Stored data:
* * * * * * * * *
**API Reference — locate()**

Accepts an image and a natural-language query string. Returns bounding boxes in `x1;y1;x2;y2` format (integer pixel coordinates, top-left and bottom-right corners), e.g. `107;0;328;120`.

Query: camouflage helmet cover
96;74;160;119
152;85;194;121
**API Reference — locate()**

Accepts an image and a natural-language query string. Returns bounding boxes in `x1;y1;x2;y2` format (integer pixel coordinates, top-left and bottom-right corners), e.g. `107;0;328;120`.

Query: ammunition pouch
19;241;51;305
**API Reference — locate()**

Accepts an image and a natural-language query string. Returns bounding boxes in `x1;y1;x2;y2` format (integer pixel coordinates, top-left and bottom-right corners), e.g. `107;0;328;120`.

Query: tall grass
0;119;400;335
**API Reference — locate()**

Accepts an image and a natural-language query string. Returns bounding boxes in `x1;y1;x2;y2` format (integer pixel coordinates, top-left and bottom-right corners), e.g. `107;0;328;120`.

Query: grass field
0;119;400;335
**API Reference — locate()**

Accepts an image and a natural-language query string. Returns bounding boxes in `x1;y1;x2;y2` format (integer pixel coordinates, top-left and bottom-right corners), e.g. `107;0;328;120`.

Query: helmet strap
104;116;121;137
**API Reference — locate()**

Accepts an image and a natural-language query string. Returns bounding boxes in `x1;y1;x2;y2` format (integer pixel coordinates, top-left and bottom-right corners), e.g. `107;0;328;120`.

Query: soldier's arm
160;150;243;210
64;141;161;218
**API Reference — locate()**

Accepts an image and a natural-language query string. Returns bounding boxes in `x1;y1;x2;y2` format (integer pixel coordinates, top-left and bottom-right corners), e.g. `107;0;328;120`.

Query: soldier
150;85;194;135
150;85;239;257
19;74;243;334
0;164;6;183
* * * * * * * * *
Work to be completed: Copy out the lines of the records word for word, from the start of the records through the line containing "19;241;51;305".

Problem solution:
**API Reference — locate()**

Accepts an image and a natural-language query string. Returns bounding boxes in `x1;y1;x2;y2` format (integer pixel coordinates, top-left and bottom-right corners), e.g. `107;0;328;120`.

Query: camouflage helmet cover
96;74;160;119
152;85;194;121
**API Reference — locate()**

Accepts an image and a natural-language query string. Returns bounding boxes in `x1;y1;x2;y2` format (integer pixel coordinates, top-left and bottom-right corners), e.g. `107;0;328;120`.

Query: ammunition pouch
19;241;51;305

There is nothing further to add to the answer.